(Point annotation dataset records)
* * * * *
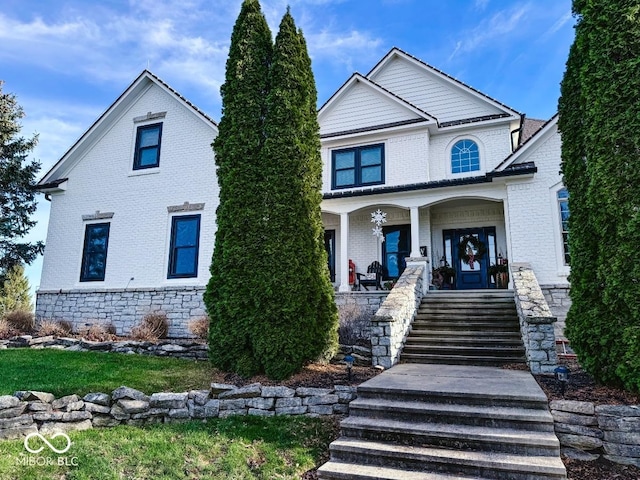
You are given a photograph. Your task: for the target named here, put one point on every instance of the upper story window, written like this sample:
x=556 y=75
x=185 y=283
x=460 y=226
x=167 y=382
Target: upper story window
x=183 y=253
x=94 y=253
x=147 y=153
x=465 y=156
x=563 y=208
x=358 y=166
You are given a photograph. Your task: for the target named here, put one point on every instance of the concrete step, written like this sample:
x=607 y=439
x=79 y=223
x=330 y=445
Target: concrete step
x=349 y=471
x=518 y=418
x=447 y=461
x=488 y=361
x=462 y=437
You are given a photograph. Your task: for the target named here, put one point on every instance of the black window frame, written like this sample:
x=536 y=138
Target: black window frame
x=137 y=156
x=357 y=166
x=173 y=249
x=87 y=253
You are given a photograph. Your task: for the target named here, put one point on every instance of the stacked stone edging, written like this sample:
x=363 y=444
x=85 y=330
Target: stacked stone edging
x=26 y=412
x=586 y=431
x=536 y=320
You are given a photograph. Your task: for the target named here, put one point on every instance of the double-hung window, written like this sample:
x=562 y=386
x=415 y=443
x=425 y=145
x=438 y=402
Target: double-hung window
x=147 y=154
x=183 y=253
x=359 y=166
x=94 y=253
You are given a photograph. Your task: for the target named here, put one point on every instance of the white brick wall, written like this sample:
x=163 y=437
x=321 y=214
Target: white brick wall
x=140 y=228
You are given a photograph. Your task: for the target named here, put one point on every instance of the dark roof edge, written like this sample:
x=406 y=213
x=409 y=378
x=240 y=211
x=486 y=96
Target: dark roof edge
x=522 y=169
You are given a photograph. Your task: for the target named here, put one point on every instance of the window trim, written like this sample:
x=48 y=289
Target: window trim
x=173 y=249
x=83 y=266
x=138 y=149
x=357 y=166
x=451 y=153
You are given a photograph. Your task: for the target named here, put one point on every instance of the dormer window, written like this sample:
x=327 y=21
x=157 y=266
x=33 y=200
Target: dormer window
x=358 y=166
x=465 y=156
x=147 y=154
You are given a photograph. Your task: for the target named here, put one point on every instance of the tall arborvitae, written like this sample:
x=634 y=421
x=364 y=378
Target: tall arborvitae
x=299 y=316
x=604 y=321
x=238 y=246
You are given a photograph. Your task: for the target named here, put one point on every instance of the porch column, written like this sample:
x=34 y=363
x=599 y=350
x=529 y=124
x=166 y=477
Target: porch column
x=344 y=253
x=415 y=232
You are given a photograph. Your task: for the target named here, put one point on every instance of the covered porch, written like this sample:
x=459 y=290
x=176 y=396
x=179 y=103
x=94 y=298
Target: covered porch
x=461 y=237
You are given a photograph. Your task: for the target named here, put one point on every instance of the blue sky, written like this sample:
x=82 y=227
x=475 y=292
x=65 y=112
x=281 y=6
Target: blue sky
x=67 y=61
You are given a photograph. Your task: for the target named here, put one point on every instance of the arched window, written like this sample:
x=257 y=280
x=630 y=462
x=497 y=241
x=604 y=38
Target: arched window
x=465 y=156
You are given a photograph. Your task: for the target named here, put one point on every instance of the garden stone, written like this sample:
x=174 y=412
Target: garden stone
x=168 y=400
x=98 y=398
x=282 y=392
x=76 y=416
x=129 y=394
x=38 y=396
x=250 y=391
x=95 y=408
x=217 y=388
x=54 y=427
x=62 y=402
x=133 y=406
x=13 y=412
x=8 y=401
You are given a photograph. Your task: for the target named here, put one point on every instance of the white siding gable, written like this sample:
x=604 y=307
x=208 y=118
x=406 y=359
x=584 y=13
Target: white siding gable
x=360 y=106
x=424 y=89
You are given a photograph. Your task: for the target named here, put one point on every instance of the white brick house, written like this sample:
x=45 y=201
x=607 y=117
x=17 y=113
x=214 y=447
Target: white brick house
x=441 y=159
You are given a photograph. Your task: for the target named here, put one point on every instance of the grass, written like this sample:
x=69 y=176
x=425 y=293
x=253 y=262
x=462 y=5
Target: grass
x=232 y=448
x=65 y=373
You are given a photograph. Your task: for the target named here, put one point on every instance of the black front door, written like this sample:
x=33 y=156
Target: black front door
* * * * *
Could you reproduce all of the lines above word for word, leaving the pictures out of your copy?

WRITTEN REPLY -
You are given a photograph. Your task: for the target named here, put one point on every instance of the upper story window, written like this sample:
x=556 y=75
x=185 y=283
x=460 y=226
x=167 y=382
Target: upper story window
x=183 y=253
x=94 y=253
x=147 y=153
x=465 y=156
x=563 y=208
x=358 y=166
You are given a photograph. Your task: for the target named here, put one point on every instance of the concrete step, written like this sample:
x=607 y=439
x=79 y=223
x=330 y=445
Target: concrete step
x=349 y=471
x=518 y=418
x=447 y=461
x=488 y=361
x=462 y=437
You are given a photograph. Your task: for the target named here, put one point on every instance of the black window frame, written like this sample:
x=536 y=138
Target: black window frame
x=137 y=156
x=357 y=166
x=173 y=249
x=87 y=253
You are given a photograph. Your task: for the target named here, put one point on every instance of the stacked stone edging, written like this sample:
x=363 y=444
x=85 y=330
Target: stacked stone edging
x=26 y=412
x=586 y=431
x=536 y=320
You are given a photograph. Your task: for the target named here, put one point on every instance of the double-hung window, written like this sample:
x=562 y=386
x=415 y=443
x=425 y=145
x=438 y=402
Target: double-hung window
x=147 y=154
x=183 y=253
x=359 y=166
x=94 y=253
You are given a photograph. Your task: for the target named here, put one point on every instance of the white brick wall, written like this sample:
x=163 y=437
x=321 y=214
Target: white brick wall
x=140 y=228
You are given a photograph. Your task: for the target named here, put one point on every instance of the dark roof edge, written like this sample:
x=406 y=213
x=409 y=378
x=240 y=211
x=486 y=96
Target: dark roof edge
x=522 y=169
You are given a photograph. Your task: for the target named here, put one point on every instance of the window trim, written like this sample:
x=48 y=289
Target: window trim
x=173 y=249
x=83 y=266
x=138 y=149
x=357 y=166
x=451 y=153
You are given a photograph. Your task: for the target named here, put one point on every instance of the dormer window, written like this sample:
x=327 y=21
x=157 y=266
x=33 y=200
Target: dormer window
x=358 y=166
x=465 y=156
x=147 y=154
You are given a photograph. Your task: for the target named here, put one point on every instance of the tall arborvitae, written like this sample:
x=634 y=421
x=364 y=378
Target: tall arborvitae
x=299 y=316
x=604 y=321
x=238 y=246
You are given a photograph. Your task: for the target named here, put one point on every instance of the porch column, written like this sample:
x=34 y=363
x=599 y=350
x=529 y=124
x=166 y=477
Target: porch column
x=344 y=253
x=415 y=232
You are given a photograph. Your task: for the target named here, put one point on every instance of the covered porch, written like this sample:
x=459 y=290
x=176 y=396
x=179 y=103
x=94 y=298
Target: covered porch
x=461 y=237
You are given a photograph. Your task: for the target named here, put one point on every instance of the blue sky, written like this sample:
x=82 y=227
x=475 y=292
x=65 y=112
x=281 y=6
Target: blue sky
x=67 y=61
You are given a photograph. Your task: for the target named here, put one point on every instance of the arched window, written like this sample:
x=257 y=280
x=630 y=462
x=497 y=241
x=604 y=38
Target: arched window
x=465 y=156
You are given a photograph. Your task: for the target named here, put one point on every instance of the garden stone, written like this sample:
x=174 y=412
Target: garden stone
x=168 y=400
x=98 y=398
x=282 y=392
x=76 y=416
x=129 y=394
x=38 y=396
x=250 y=391
x=95 y=408
x=217 y=388
x=54 y=427
x=62 y=402
x=133 y=406
x=13 y=412
x=8 y=401
You are given a photograph. Your task: for the target named here, put one point on every instance of the white siding gable, written like this sample:
x=604 y=307
x=208 y=118
x=406 y=359
x=584 y=13
Target: white siding gable
x=360 y=106
x=424 y=89
You are given a photograph. Your task: for the target named here, put one point on every instance of the white brick house, written like this sample:
x=45 y=201
x=607 y=117
x=17 y=113
x=214 y=447
Target: white brick house
x=441 y=159
You are given a photograph. Your task: for the target named here, put one point on every instance of the grass, written like this sample:
x=69 y=176
x=425 y=293
x=253 y=262
x=462 y=5
Target: grass
x=232 y=448
x=65 y=373
You are given a photograph. Your task: for the target named here, put one point on every instance of the black front door, written like this sample:
x=33 y=156
Target: black front door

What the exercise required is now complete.